▸ **The problem**: Pick out each line of the listing below that contains the string "output", treating uppercase and lowercase as different.

▸ **Stored records**:
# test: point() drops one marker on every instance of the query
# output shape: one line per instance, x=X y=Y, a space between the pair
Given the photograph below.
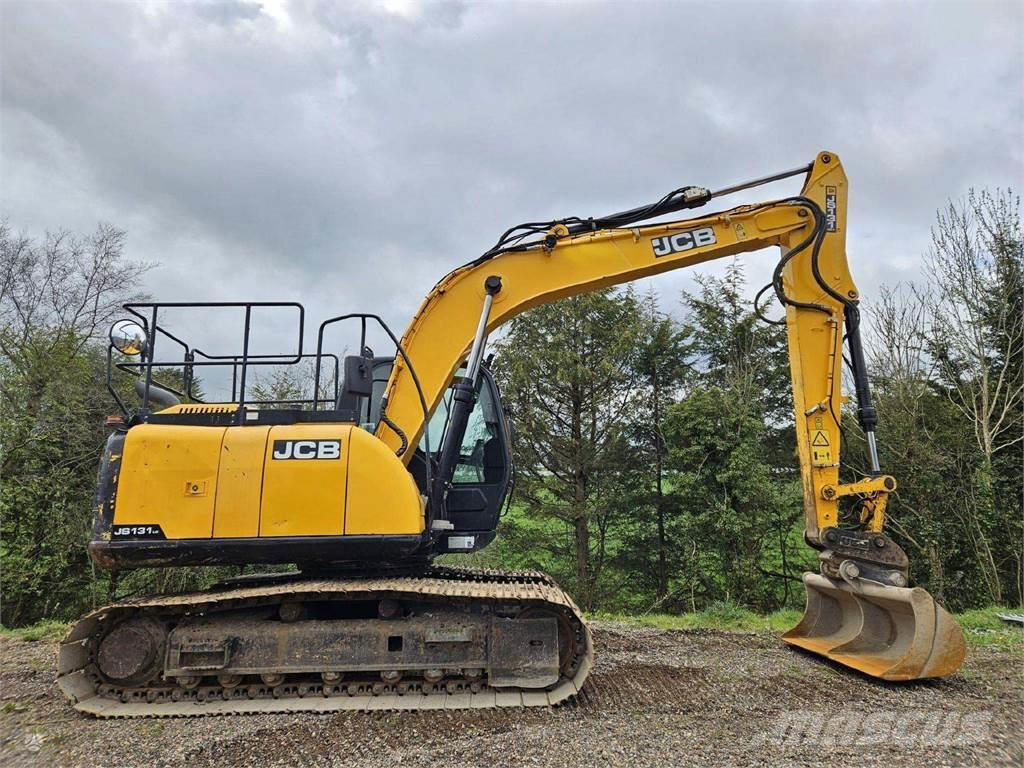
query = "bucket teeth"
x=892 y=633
...
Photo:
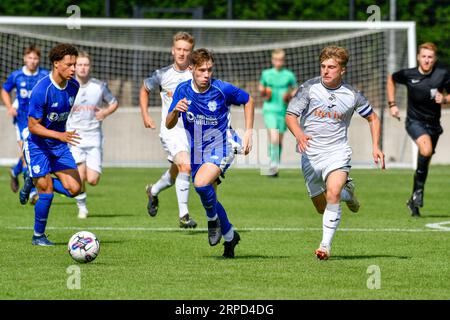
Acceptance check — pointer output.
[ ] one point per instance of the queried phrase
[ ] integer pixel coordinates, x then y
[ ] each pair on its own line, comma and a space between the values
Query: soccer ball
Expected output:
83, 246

▸ **Solution to this exercise**:
# output shape: one line per instance, x=X y=Y, a space between the pair
Acceptance check — pointer output.
Expected output:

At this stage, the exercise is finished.